### Document text
◆ ◆ ◆ ◆
However, if there is any malfunction of the needle valves caused by dirt or any other means, so that the intensifier piston 26 does not reach all the way back to the left, then no oil flow can take place since the cylinder rod 15 will close off
the passage 13.
There is no disclosure of a first valve allowing oil to flow into the working cylinder on a working stroke and preventing its return flow.
There is no disclosure of a second valve which is normally closed to prevent return flow, and which is operable to permit return flow, for a return stroke of the working piston.
German Patent 3,345,002 discloses a two-stage cylinder. There are only two pistons namely, a work piston and an intensifier piston. Oil is apparently contained in the work cylinder, and is in some way forced upwardly by means of air in the
conduit 19 and the spring 13. Apparently, this movement will cause the initial downward movement of the work piston until it touches the workpiece.
There is no disclosure of a first valve normally operable to permit flow of oil from an oil cylinder into the working cylinder, and being closed to prevent reverse flow.
There is no disclosure of a valve which is normally closed to prevent reverse flow, but which is operable to open and permit reverse flow of the oil for a return stroke of the work piston.
DISCLOSURE OF THE INVENTION
The invention seeks to provide an improved two-stage pressure cylinder apparatus having a main cylinder, a work piston, and work piston rod movable within said main cylinder, and said work piston rod being adapted to extend therefrom for contact
with a work piece, an oil cylinder adapted to contain hydraulic fluid, an oil piston in said oil cylinder movable therein towards and away from said main cylinder, an air cylinder, an air piston in said air cylinder, and an air piston rod of reduced
diameter in relation to said air piston, communicating with said hydraulic fluid, working stroke fluid flow valve means allowing hydraulic fluid to pass from said oil cylinder to said main cylinder, and a reverse flow valve means, operable to permit
return flow of fluid from said main cylinder into said oil cylinder.
◆ ◆ ◆ ◆
[Data items]
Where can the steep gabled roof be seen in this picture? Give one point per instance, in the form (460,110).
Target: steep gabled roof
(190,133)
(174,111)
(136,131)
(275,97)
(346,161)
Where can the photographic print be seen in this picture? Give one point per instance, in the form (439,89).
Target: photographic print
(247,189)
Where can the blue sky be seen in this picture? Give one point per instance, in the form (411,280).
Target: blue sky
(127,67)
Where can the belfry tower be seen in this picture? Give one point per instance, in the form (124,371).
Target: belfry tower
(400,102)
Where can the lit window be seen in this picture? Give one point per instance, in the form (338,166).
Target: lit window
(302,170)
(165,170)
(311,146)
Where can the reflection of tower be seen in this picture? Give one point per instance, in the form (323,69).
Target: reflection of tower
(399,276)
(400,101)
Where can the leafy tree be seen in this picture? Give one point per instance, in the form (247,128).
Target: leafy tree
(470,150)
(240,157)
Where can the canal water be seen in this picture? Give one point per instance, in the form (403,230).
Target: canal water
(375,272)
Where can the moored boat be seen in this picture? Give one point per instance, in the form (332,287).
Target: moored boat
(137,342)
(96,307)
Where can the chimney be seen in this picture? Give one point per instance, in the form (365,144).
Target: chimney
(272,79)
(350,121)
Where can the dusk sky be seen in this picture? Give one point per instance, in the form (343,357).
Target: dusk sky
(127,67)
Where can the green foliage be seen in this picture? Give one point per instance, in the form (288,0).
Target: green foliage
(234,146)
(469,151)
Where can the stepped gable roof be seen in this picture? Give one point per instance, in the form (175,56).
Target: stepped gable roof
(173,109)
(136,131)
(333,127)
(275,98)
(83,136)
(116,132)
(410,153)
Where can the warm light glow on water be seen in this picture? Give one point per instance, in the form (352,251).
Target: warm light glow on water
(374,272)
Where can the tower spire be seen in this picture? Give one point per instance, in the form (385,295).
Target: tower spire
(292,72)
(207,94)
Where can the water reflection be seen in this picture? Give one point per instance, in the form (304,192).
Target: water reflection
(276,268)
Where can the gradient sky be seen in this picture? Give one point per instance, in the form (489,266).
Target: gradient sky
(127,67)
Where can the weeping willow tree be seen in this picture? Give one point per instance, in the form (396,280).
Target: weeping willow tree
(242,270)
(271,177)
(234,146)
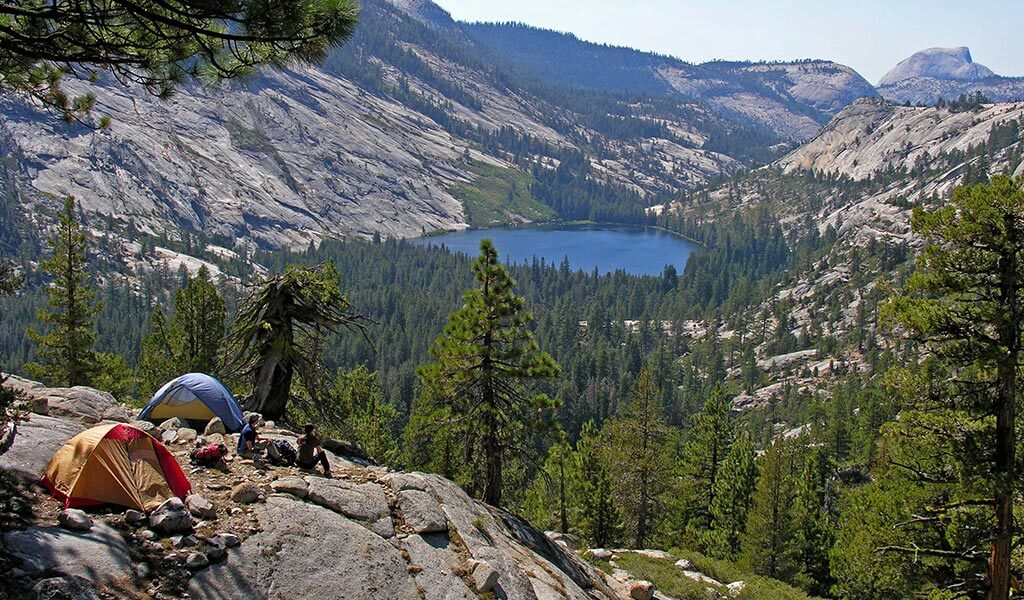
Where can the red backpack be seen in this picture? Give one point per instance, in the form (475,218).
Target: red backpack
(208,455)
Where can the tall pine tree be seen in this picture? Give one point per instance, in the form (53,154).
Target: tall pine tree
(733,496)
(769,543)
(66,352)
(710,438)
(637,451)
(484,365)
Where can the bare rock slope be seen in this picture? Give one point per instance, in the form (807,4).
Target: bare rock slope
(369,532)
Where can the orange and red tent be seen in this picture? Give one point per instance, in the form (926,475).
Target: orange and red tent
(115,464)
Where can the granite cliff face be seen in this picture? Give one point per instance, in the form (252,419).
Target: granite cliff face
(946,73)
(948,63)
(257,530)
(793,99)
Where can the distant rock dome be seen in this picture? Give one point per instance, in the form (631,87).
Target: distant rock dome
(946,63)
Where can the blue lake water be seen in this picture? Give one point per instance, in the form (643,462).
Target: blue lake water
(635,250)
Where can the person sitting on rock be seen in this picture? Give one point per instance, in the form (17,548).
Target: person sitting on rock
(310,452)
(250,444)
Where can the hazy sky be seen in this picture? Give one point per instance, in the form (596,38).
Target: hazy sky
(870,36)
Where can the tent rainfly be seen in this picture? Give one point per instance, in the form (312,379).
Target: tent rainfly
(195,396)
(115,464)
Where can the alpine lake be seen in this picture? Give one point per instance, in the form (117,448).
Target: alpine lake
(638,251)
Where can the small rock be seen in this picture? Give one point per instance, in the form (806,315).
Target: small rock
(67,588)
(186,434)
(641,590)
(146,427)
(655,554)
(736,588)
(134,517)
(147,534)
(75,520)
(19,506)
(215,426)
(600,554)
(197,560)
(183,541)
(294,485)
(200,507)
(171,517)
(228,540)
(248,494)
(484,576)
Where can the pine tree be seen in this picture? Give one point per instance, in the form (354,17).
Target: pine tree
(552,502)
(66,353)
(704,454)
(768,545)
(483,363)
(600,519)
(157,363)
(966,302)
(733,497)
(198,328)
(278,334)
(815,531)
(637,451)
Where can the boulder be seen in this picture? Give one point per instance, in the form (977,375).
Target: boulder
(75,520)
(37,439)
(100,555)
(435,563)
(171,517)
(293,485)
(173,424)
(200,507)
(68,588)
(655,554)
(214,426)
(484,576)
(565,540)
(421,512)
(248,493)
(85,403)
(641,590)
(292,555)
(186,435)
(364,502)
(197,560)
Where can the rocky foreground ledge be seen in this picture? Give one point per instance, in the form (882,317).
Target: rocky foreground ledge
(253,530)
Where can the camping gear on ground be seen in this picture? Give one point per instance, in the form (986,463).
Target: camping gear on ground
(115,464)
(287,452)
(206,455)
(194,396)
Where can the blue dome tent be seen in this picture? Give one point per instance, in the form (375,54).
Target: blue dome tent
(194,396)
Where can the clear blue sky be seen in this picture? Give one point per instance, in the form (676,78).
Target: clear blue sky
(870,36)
◆ ◆ ◆ ◆
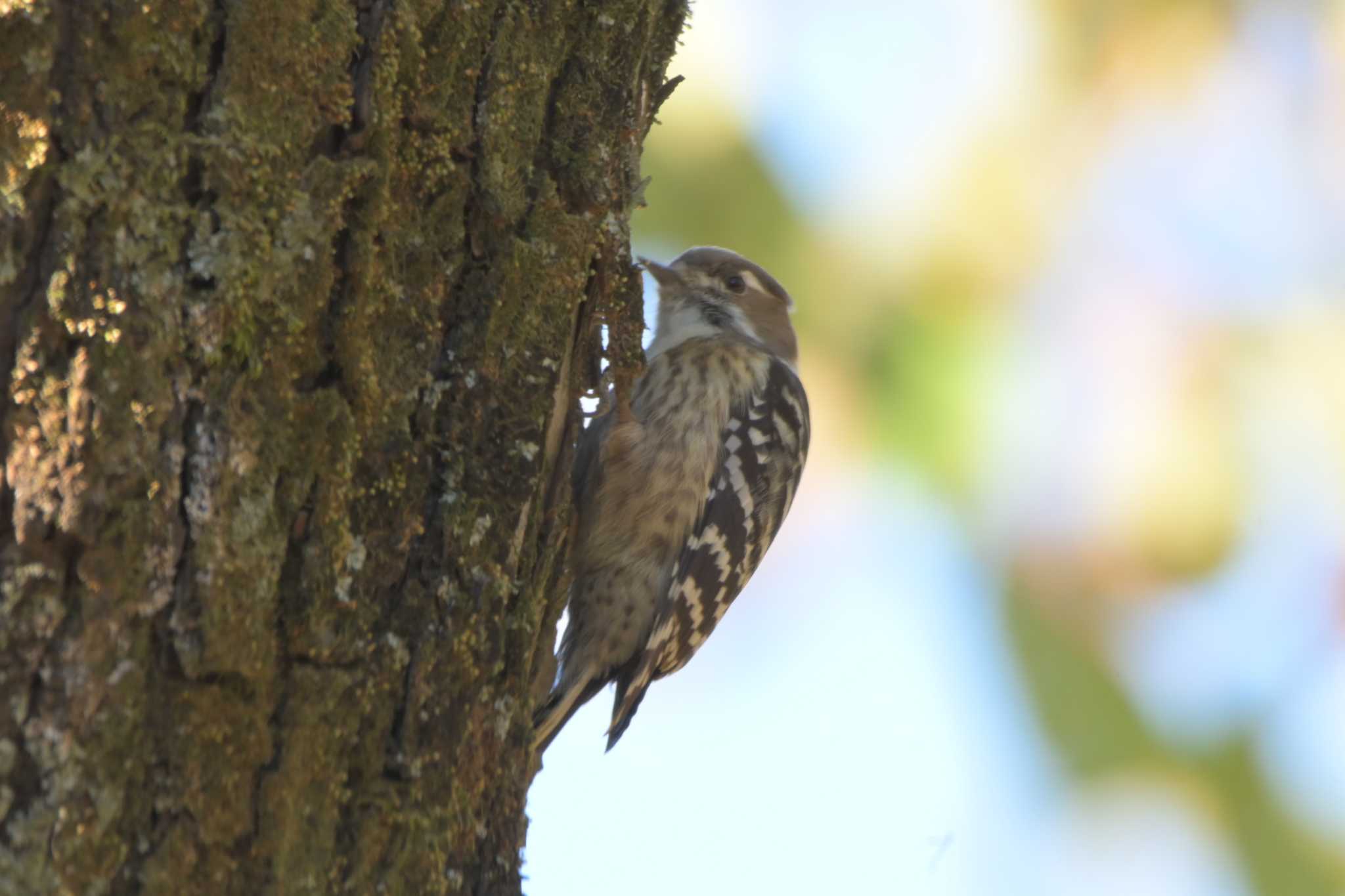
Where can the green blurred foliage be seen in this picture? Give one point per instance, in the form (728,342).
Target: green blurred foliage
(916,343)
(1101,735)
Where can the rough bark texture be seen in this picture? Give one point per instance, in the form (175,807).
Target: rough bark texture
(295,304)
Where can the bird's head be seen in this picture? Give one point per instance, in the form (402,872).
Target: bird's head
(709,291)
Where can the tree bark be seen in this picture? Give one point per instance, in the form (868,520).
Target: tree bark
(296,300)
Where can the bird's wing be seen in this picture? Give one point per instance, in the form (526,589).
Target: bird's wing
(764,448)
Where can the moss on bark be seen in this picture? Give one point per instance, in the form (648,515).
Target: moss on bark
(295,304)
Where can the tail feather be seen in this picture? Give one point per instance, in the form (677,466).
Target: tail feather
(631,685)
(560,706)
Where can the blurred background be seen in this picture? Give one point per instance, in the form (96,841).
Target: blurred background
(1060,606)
◆ ◆ ◆ ◆
### Given problem 1
Count the lines in the entries that contain the word "bark", treating case as significant, and give only the number.
### Given problem 2
Continue the text on the two-stage pressure cylinder from its last sentence.

### Task result 1
6

### Task result 2
The invention further provides air pressure conduits connecting with said main cylinder, and, in which the work piston and piston rod incorporate a fluid chamber, the air piston rod being movable into and out of the fluid chamber.
The invention further provides that the main cylinder, oil cylinder, and air cylinder are formed as a single integral continuous cylindrical structure.
The various features of novelty which characterize the invention are pointed out with particularity in the claims annexed to and forming a part of this disclosure. For a better understanding of the invention, its operating advantages and
specific objects attained by its use, reference should be had to the accompanying drawings and descriptive matter in which there are illustrated and described preferred embodiments of the invention .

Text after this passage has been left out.